> REQUIRED TASK
Please render the lines of the records below as a JSON list of strings, one string per line, with blank lines and the pictures left out.

»»

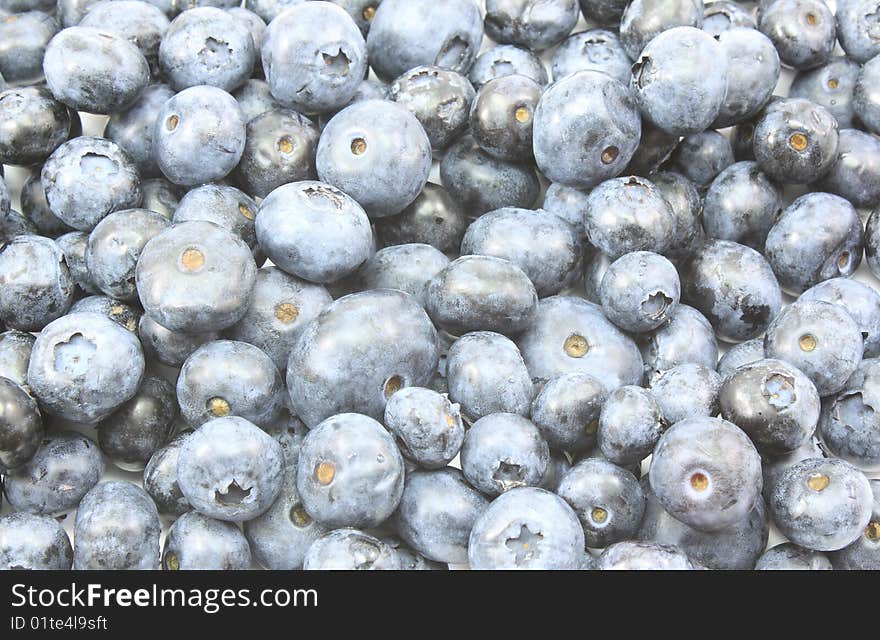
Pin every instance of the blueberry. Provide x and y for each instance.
(352, 356)
(141, 23)
(720, 16)
(856, 173)
(700, 157)
(735, 547)
(856, 29)
(439, 99)
(566, 411)
(87, 178)
(629, 425)
(567, 203)
(502, 117)
(410, 33)
(361, 11)
(830, 86)
(224, 378)
(256, 26)
(740, 354)
(280, 537)
(255, 98)
(570, 334)
(21, 426)
(314, 57)
(795, 141)
(849, 427)
(195, 277)
(734, 287)
(350, 472)
(686, 338)
(741, 205)
(34, 542)
(160, 479)
(820, 339)
(135, 431)
(169, 347)
(680, 79)
(281, 307)
(593, 50)
(15, 353)
(117, 527)
(377, 152)
(196, 541)
(606, 498)
(774, 467)
(54, 481)
(603, 11)
(199, 136)
(527, 528)
(314, 231)
(268, 10)
(823, 505)
(628, 214)
(480, 183)
(655, 147)
(644, 556)
(640, 291)
(586, 129)
(437, 512)
(124, 314)
(134, 128)
(160, 195)
(32, 125)
(706, 473)
(223, 205)
(773, 402)
(114, 247)
(35, 283)
(790, 557)
(23, 41)
(686, 391)
(643, 20)
(350, 549)
(427, 426)
(407, 267)
(502, 451)
(72, 360)
(481, 293)
(833, 246)
(686, 204)
(507, 60)
(206, 46)
(872, 242)
(861, 301)
(803, 31)
(230, 469)
(433, 218)
(486, 374)
(864, 553)
(94, 70)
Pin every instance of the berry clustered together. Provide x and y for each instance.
(404, 284)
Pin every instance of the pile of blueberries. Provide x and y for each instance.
(248, 292)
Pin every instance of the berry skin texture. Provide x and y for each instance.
(350, 472)
(586, 129)
(230, 469)
(526, 528)
(706, 473)
(680, 80)
(823, 505)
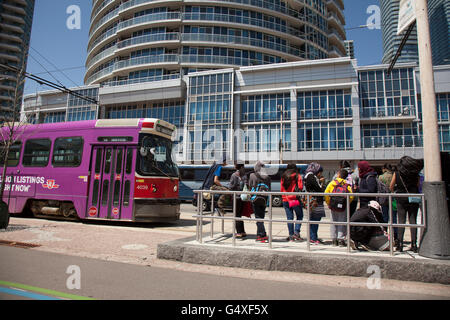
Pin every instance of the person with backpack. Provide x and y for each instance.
(291, 181)
(338, 206)
(352, 180)
(406, 179)
(369, 238)
(367, 183)
(313, 183)
(259, 181)
(237, 182)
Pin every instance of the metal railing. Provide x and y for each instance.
(390, 225)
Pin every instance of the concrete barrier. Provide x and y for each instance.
(423, 270)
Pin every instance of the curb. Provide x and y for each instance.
(429, 271)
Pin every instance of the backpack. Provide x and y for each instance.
(339, 203)
(209, 178)
(382, 188)
(259, 200)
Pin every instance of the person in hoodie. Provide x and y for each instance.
(314, 183)
(352, 180)
(338, 232)
(290, 181)
(260, 177)
(367, 183)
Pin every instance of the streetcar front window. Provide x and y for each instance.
(155, 157)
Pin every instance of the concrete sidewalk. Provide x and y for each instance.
(218, 250)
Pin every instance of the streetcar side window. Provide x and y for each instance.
(67, 152)
(37, 153)
(13, 156)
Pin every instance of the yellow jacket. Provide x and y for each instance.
(333, 184)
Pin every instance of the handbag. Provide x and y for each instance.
(410, 199)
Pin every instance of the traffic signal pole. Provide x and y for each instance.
(435, 242)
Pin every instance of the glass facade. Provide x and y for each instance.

««

> WRITTEN SOLUTION
[
  "Pin every instance of the blueberry. Provide x and y for each instance.",
  "(352, 356)",
  "(141, 23)",
  "(720, 16)",
  "(856, 173)",
  "(700, 157)",
  "(735, 547)",
  "(856, 29)",
  "(439, 99)",
  "(566, 411)",
  "(87, 178)",
  "(629, 425)",
  "(567, 203)",
  "(502, 117)",
  "(410, 33)",
  "(361, 11)",
  "(830, 86)",
  "(224, 378)",
  "(256, 26)",
  "(740, 354)",
  "(280, 537)",
  "(255, 98)",
  "(570, 334)",
  "(21, 426)",
  "(314, 57)",
  "(795, 141)",
  "(849, 427)",
  "(195, 277)",
  "(734, 287)",
  "(350, 472)",
  "(686, 338)",
  "(741, 205)",
  "(34, 542)",
  "(160, 479)",
  "(820, 339)",
  "(135, 431)",
  "(169, 347)",
  "(680, 79)",
  "(281, 307)",
  "(593, 50)",
  "(15, 353)",
  "(117, 527)",
  "(377, 152)",
  "(196, 541)",
  "(606, 498)",
  "(774, 467)",
  "(54, 481)",
  "(603, 11)",
  "(199, 136)",
  "(527, 528)",
  "(314, 231)",
  "(268, 10)",
  "(823, 505)",
  "(628, 214)",
  "(480, 183)",
  "(655, 147)",
  "(644, 556)",
  "(640, 291)",
  "(586, 129)",
  "(437, 512)",
  "(124, 314)",
  "(134, 128)",
  "(160, 195)",
  "(32, 125)",
  "(706, 473)",
  "(223, 205)",
  "(773, 402)",
  "(114, 247)",
  "(35, 283)",
  "(790, 557)",
  "(23, 41)",
  "(686, 391)",
  "(643, 20)",
  "(350, 549)",
  "(427, 426)",
  "(407, 267)",
  "(502, 451)",
  "(72, 360)",
  "(481, 293)",
  "(833, 246)",
  "(686, 204)",
  "(507, 60)",
  "(206, 46)",
  "(872, 242)",
  "(861, 301)",
  "(803, 31)",
  "(230, 469)",
  "(433, 218)",
  "(486, 374)",
  "(864, 553)",
  "(94, 70)",
  "Pin every instance of the berry clustered together. Provide x and y for each instance.",
  "(404, 284)",
  "Pin every instance of the pile of blueberries. Provide x and y for each instance.",
  "(248, 292)",
  "Pin every instance of the berry skin texture. Provide x and y for each instance.",
  "(350, 472)",
  "(586, 129)",
  "(230, 469)",
  "(526, 528)",
  "(706, 473)",
  "(680, 80)",
  "(823, 505)",
  "Pin every instance of the person with backpack. Provide x and y for each instance.",
  "(291, 181)",
  "(338, 206)",
  "(352, 180)",
  "(406, 179)",
  "(369, 238)",
  "(367, 183)",
  "(313, 183)",
  "(259, 181)",
  "(237, 182)",
  "Pin every instance of the metal railing. Provide x and y for each instance.",
  "(390, 225)",
  "Pin every instance of the concrete barrier. Provide x and y for each instance.",
  "(423, 270)",
  "Pin every instance of the curb. Provide x and y for each instance.",
  "(429, 271)",
  "Pin every instance of the backpack. Provide x and y for each instance.",
  "(339, 203)",
  "(209, 178)",
  "(382, 188)",
  "(259, 200)",
  "Pin every instance of the person in hoodie. Provide x and y for each instance.",
  "(314, 183)",
  "(352, 180)",
  "(338, 232)",
  "(290, 181)",
  "(260, 177)",
  "(367, 183)",
  "Pin every instance of the streetcar front window. Provide x and y for each instance.",
  "(155, 157)",
  "Pin every instance of the concrete sidewalk. Provide x and y for each instance.",
  "(218, 250)",
  "Pin every instance of the streetcar side window. Provide x and y for each instance.",
  "(67, 152)",
  "(37, 153)",
  "(13, 156)",
  "Pin every instance of the yellow jacket. Provide x and y for each instance.",
  "(333, 184)",
  "Pin every instance of the handbag. Provide x and y for each instance.",
  "(410, 199)",
  "Pin every instance of the traffic signal pole. Provide x and y for each instance.",
  "(435, 242)",
  "Pin every instance of the glass facade. Provide x and y for each instance."
]